◆ Records from a data collection ◆
---

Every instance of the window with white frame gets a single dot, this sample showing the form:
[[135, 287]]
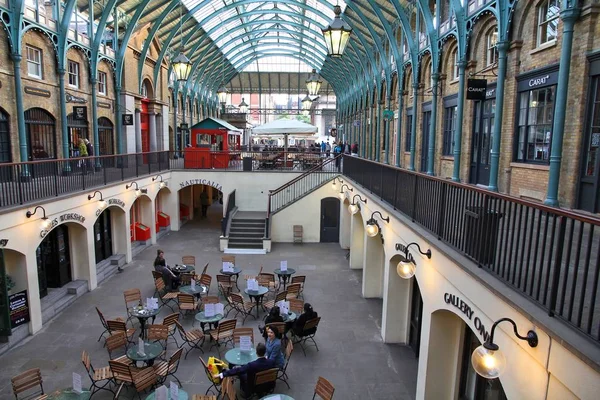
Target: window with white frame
[[73, 69], [102, 82], [34, 62], [491, 54], [548, 13]]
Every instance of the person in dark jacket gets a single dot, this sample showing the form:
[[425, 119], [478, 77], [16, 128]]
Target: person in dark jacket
[[248, 372]]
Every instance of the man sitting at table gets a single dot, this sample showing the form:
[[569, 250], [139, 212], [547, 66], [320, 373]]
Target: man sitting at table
[[248, 372]]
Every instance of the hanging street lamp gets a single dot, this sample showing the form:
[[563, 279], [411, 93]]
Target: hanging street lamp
[[337, 34]]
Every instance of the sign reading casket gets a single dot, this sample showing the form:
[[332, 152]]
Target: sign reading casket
[[476, 89]]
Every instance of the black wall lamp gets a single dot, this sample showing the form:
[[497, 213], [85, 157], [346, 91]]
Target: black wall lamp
[[407, 266], [161, 184], [354, 207], [488, 361], [343, 193], [373, 226], [45, 221], [138, 191], [101, 202]]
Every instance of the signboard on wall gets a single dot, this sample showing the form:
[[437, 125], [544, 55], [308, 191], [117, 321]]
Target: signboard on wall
[[19, 309]]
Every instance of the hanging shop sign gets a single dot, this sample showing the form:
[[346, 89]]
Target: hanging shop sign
[[476, 89], [80, 113], [127, 119], [19, 309], [201, 182], [469, 312]]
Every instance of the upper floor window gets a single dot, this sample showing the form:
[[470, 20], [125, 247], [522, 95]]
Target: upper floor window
[[548, 13], [102, 82], [73, 74], [34, 62], [491, 55]]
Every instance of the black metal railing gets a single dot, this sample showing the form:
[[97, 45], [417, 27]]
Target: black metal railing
[[22, 183], [548, 254], [230, 207]]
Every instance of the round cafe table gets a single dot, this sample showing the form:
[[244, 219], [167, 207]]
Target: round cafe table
[[142, 315], [238, 357], [284, 275], [257, 295], [236, 273], [182, 394]]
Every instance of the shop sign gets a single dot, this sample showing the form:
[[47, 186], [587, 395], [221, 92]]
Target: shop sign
[[201, 182], [19, 309], [476, 89], [466, 309]]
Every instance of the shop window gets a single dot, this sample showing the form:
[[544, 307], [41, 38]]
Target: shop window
[[102, 82], [534, 131], [548, 13], [73, 68], [34, 62], [449, 130]]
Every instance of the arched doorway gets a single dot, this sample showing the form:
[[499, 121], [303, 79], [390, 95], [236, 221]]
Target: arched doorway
[[330, 220]]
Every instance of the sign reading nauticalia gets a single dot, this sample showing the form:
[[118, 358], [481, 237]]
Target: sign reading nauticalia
[[201, 182], [466, 309]]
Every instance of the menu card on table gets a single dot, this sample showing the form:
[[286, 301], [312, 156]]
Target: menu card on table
[[76, 383], [174, 390], [245, 343], [141, 349]]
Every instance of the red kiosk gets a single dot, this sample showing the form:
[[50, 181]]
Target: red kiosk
[[212, 141]]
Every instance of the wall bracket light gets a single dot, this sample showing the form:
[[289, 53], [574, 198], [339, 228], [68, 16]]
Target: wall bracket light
[[407, 265], [487, 359]]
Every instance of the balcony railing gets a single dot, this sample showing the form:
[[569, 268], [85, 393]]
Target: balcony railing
[[547, 254]]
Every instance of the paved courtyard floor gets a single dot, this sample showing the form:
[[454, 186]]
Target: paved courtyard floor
[[352, 355]]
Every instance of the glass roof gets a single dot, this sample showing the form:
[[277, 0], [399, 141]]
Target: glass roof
[[256, 28]]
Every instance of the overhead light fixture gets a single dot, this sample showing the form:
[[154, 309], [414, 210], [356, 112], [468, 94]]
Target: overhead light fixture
[[372, 225], [487, 359], [101, 203], [313, 83], [337, 34], [46, 223], [407, 266]]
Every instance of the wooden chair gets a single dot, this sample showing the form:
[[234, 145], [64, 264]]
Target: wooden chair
[[297, 233], [282, 374], [32, 378], [187, 303], [188, 260], [223, 333], [194, 338], [297, 306], [241, 306], [133, 297], [165, 369], [301, 279], [165, 297], [100, 377], [324, 389], [307, 333]]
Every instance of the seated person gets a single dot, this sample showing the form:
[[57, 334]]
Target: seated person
[[273, 344], [307, 315], [248, 372]]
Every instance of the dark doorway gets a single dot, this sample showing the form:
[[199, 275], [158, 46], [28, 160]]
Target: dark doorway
[[483, 125], [416, 316], [103, 236], [330, 220], [54, 260]]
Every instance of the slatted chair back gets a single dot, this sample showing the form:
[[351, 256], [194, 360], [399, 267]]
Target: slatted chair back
[[26, 381], [188, 260], [297, 306], [239, 332], [324, 389]]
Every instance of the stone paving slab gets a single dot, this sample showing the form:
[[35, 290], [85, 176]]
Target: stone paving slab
[[352, 355]]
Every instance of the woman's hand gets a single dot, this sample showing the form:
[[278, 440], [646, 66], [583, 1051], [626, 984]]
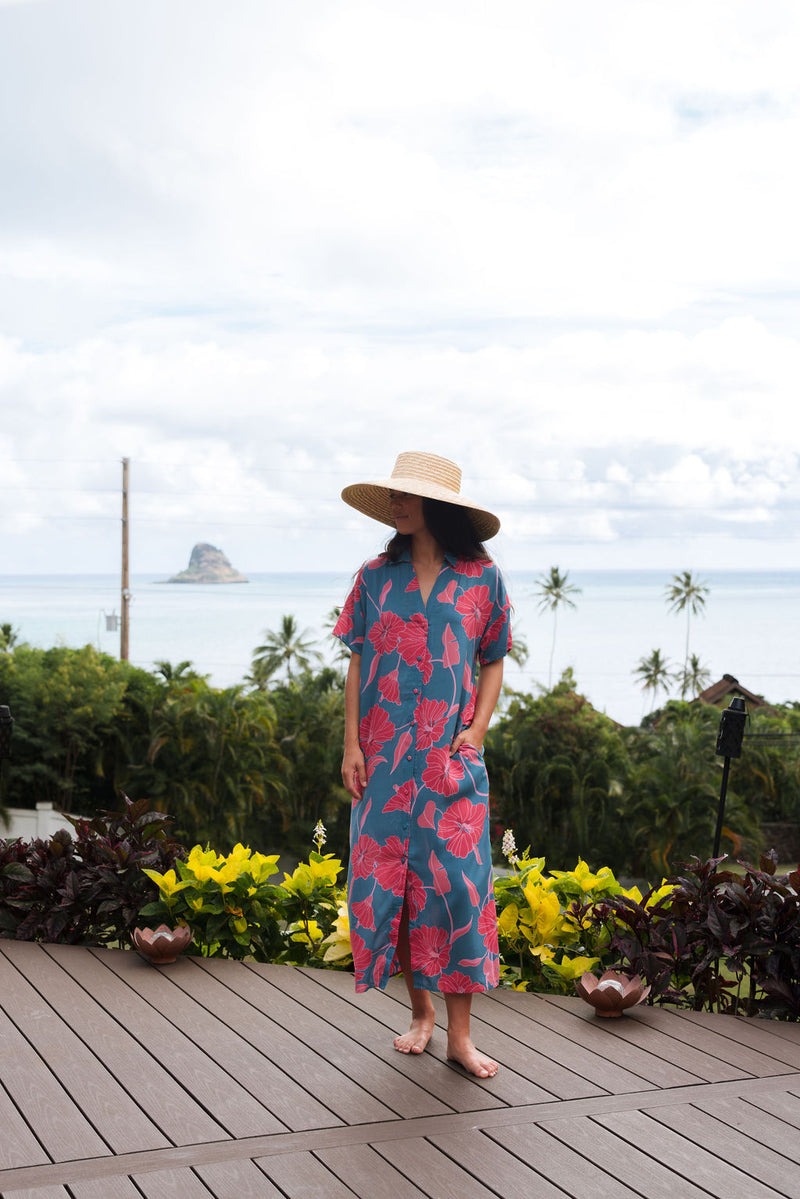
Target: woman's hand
[[354, 771], [467, 737]]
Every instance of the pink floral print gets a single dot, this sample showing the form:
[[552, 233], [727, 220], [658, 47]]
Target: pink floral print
[[419, 833]]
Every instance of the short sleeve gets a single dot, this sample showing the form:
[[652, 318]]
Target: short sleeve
[[495, 640], [350, 627]]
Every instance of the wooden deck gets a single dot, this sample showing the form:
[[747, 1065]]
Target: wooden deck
[[228, 1079]]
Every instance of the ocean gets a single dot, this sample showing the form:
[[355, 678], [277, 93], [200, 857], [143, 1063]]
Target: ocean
[[750, 628]]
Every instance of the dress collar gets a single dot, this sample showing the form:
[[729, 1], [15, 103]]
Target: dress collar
[[450, 559]]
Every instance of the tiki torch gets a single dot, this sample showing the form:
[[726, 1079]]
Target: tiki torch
[[732, 730]]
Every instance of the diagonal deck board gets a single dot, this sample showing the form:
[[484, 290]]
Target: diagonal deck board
[[659, 1104]]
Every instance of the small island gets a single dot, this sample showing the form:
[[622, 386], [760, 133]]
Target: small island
[[208, 565]]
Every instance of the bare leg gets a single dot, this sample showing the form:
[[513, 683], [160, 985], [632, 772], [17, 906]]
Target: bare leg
[[459, 1044], [422, 1013]]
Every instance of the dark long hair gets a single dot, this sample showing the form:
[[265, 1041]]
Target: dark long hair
[[452, 529]]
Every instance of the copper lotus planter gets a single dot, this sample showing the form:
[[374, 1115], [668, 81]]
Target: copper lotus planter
[[163, 944], [612, 993]]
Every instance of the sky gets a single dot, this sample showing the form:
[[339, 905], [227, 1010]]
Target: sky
[[259, 248]]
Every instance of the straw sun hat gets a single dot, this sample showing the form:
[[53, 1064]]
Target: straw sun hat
[[419, 474]]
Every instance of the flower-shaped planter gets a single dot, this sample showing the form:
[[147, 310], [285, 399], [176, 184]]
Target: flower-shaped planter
[[612, 993], [163, 944]]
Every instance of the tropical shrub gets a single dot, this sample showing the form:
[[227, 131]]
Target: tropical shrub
[[88, 886], [719, 940]]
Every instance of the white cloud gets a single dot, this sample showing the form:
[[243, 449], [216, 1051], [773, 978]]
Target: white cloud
[[259, 249]]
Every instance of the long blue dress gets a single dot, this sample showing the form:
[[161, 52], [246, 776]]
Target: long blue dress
[[421, 831]]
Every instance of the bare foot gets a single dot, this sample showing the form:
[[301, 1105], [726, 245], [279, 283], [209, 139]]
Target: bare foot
[[417, 1036], [467, 1055]]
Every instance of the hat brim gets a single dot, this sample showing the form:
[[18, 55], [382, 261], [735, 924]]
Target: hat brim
[[372, 499]]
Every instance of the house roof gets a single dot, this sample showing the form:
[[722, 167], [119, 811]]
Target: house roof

---

◆ EXERCISE REQUIREMENTS ◆
Copy every one of the records above word for word, from the first line to the last. Leave the pictures out of your copy.

◆ RESPONSE TO THE TASK ◆
Every instance of the window with white frame gets a single dot, this sample showing the form:
[[135, 287]]
Target: window with white frame
[[73, 69], [102, 82], [34, 62], [491, 54], [548, 13]]
Every instance of the person in dark jacket gets a single dot, this sample showing the form:
[[425, 119], [478, 77], [16, 128]]
Target: person in dark jacket
[[248, 372]]
Every instance of the man sitting at table gets a single dot, this sample showing the form:
[[569, 250], [139, 212], [547, 66], [320, 373]]
Target: man sitting at table
[[248, 372]]
Every instance of the hanging street lamp gets a single dot, this sample showing the form:
[[563, 279], [411, 93]]
Target: hanging street lamp
[[337, 34]]
Every instance of the sign reading casket gets a single dot, this sample showing the form:
[[332, 152]]
Target: sign reading casket
[[476, 89]]
Every instance of the black wall lamp gets a single dot, this sample showing the form:
[[497, 213], [85, 157], [346, 91]]
Target: black wall lamp
[[407, 266], [161, 184], [354, 207], [488, 361], [343, 193], [373, 226], [45, 221], [138, 191], [101, 202]]
Every instance of the signboard on wall gets a single dot, this sample showing the form:
[[437, 125], [544, 55], [308, 191], [117, 321]]
Target: signboard on wall
[[19, 309]]
Every instance of the hanging shop sign gets a single dot, this sample showing the form:
[[346, 89]]
Target: hanging shop sign
[[476, 89], [80, 113], [127, 119], [19, 309], [201, 182], [469, 312]]
Every instance of the upper floor window gets a single dot, this sample showing the form:
[[470, 20], [125, 247], [522, 95]]
Target: upper floor window
[[548, 13], [102, 82], [73, 74], [34, 62], [491, 55]]
Every instance of the black metal railing gets a single dot, this sample showing the form:
[[97, 45], [417, 27]]
Target: black metal railing
[[22, 183], [548, 254], [230, 207]]
Every instance of the round cafe table gets a single dot, this sample showing the form:
[[244, 219], [167, 207]]
Target: round cafe table
[[142, 315], [238, 357], [284, 275], [257, 295], [236, 273], [182, 394]]
Every instance of the shop sign gets a single dot, this sample showing the form:
[[47, 186], [587, 395], [221, 92]]
Target: shop sign
[[201, 182], [19, 309], [476, 89], [466, 309]]
Every instance of the shop window gets a single dot, this sample showing the form:
[[544, 307], [41, 38]]
Target: shop window
[[102, 82], [534, 131], [548, 13], [73, 68], [34, 62], [449, 130]]
Every instance of the arched doorway gets a single dot, this sample showing the form:
[[499, 121], [303, 79], [390, 95], [236, 221]]
Target: arched doorway
[[330, 220]]
Every instance of the sign reading nauticalia gets a single dot, this sample showing the form:
[[118, 358], [481, 237]]
Target: sign reading nauticalia
[[201, 182], [466, 309]]
Every instance of the menu card on table gets a single dot, this sample showing the form:
[[286, 301], [312, 156]]
Target: menu card on table
[[76, 383], [174, 390], [245, 343], [141, 349]]
Every instance of the red kiosk gets a single dot, this sample showing the form:
[[50, 181]]
Target: red kiosk
[[212, 141]]
Every instance of the wall bracket light gets a single dot, this sample showing the form:
[[289, 53], [574, 198], [339, 228], [68, 16]]
Target: wall bracket light
[[407, 265], [487, 359]]
Every instance of the balcony railing gets a single dot, this sample showing the form:
[[569, 268], [85, 393]]
Target: balcony railing
[[547, 254]]
Every instance of the paved courtyard floor gets a single dot, this sample showing the form:
[[454, 186]]
Target: paved courtyard floor
[[352, 355]]
Every instance of the glass roof gets a single dot, this sample showing the form:
[[277, 0], [399, 141]]
Target: glass roof
[[256, 28]]
Every instance of the overhead light fixture gets a single dot, this sample showing the form:
[[154, 309], [414, 210], [356, 112], [468, 94]]
Target: overhead light fixture
[[372, 225], [487, 359], [101, 203], [313, 83], [337, 34], [46, 223], [407, 266]]
Every instance of the wooden chair gets a single dot, this sample showing the form:
[[234, 145], [64, 264]]
Target: wooden chair
[[297, 233], [282, 374], [32, 378], [187, 303], [188, 260], [223, 333], [194, 338], [297, 306], [241, 306], [133, 297], [165, 369], [301, 279], [165, 297], [100, 377], [324, 389], [307, 333]]
Every instance of the seated person gets a single dot, this sample showing the form:
[[57, 334]]
Target: seated person
[[273, 344], [307, 315], [248, 372]]
Every instance of the dark doorway gets a single dot, this sample showing the form:
[[199, 275], [158, 46], [28, 160]]
Target: dark doorway
[[483, 125], [416, 316], [103, 236], [330, 220], [54, 260]]
Every instance of the slatted chair back gets a single dot, this sample showing the form:
[[351, 256], [194, 360], [399, 267]]
Target: slatted chair back
[[26, 381], [188, 260], [297, 306], [239, 332], [324, 389]]
Every instance of the stone paving slab gets a single dot, this sample showing the form:
[[35, 290], [85, 176]]
Target: stone paving slab
[[352, 355]]
Every instance of the woman's hand gets a single dot, this sample showing the form:
[[278, 440], [646, 66], [583, 1051], [626, 984]]
Target: woman's hand
[[354, 771], [467, 737]]
Every instance of the pink floral print gets a single dot, this sample showing the form:
[[552, 233], [727, 220], [658, 47]]
Target: pink floral print
[[419, 833]]
Every instance of the short sleeve gets a single dot, this sample showing the form:
[[652, 318]]
Target: short sleeve
[[495, 640], [350, 627]]
Every instance of the wooden deck gets a single dot, this sample showing the form:
[[747, 1065]]
Target: wooden deck
[[228, 1079]]
Every instance of the ocean gets a single dot, this sample showing the form:
[[355, 678], [277, 93], [200, 857], [143, 1063]]
Target: ocean
[[750, 628]]
Every instance of the dress collar gets a single dot, this sample showing the form:
[[729, 1], [15, 103]]
Target: dress collar
[[450, 559]]
Every instance of the tiki torch gets a single dot, this sample showing the form:
[[726, 1079]]
Target: tiki torch
[[732, 730]]
Every instance of the diagonal deck board gets a single dot, this sample showing the form:
[[484, 290]]
Target: diagonal deck board
[[659, 1104]]
Every instance of the small island gets a single dot, this sample showing the form:
[[622, 386], [760, 133]]
Target: small island
[[208, 565]]
Every instance of the bare leg gets a single dot, this sample showing the form:
[[513, 683], [160, 985], [632, 772], [17, 906]]
Target: bare leg
[[459, 1044], [422, 1013]]
Every instance of the dark long hair gets a single dot, this sample showing the form:
[[265, 1041]]
Target: dark long hair
[[452, 529]]
Every instance of the copper lotus planter gets a single dot, this sample showing the form:
[[374, 1115], [668, 81]]
Target: copper lotus planter
[[163, 944], [612, 993]]
Every instance of the sky gets a single dot, this sample showing the form:
[[339, 905], [227, 1010]]
Target: sky
[[259, 248]]
Every instance of the straw sun hat gets a single dot, this sample showing the form:
[[53, 1064]]
Target: straw sun hat
[[419, 474]]
Every instance of the flower-shaped planter gets a single dot, this sample showing the form:
[[147, 310], [285, 399], [176, 184]]
Target: flower-shaped planter
[[612, 993], [163, 944]]
Every instance of the tropical shrub gets a single dot, this sample showing the form:
[[227, 131]]
Target: tropical shrub
[[88, 886], [719, 940]]
Every instance of the white cloud gets a single dot, this sample showing the form:
[[243, 449], [216, 1051], [773, 978]]
Target: white cloud
[[259, 249]]
Every instance of the long blue dress gets a single dot, this sample showing the form:
[[161, 52], [246, 776]]
Target: long blue dress
[[421, 831]]
Every instance of the bare foot gets a single dot, this sample showing the form:
[[301, 1105], [726, 245], [279, 283], [209, 139]]
Target: bare foot
[[417, 1036], [467, 1055]]
Every instance of the hat brim gets a single dot, this sample showing the form:
[[18, 55], [382, 261], [735, 924]]
Target: hat brim
[[372, 499]]
Every instance of the house roof gets a single dot, this sample showing the form:
[[722, 167], [119, 811]]
Target: house roof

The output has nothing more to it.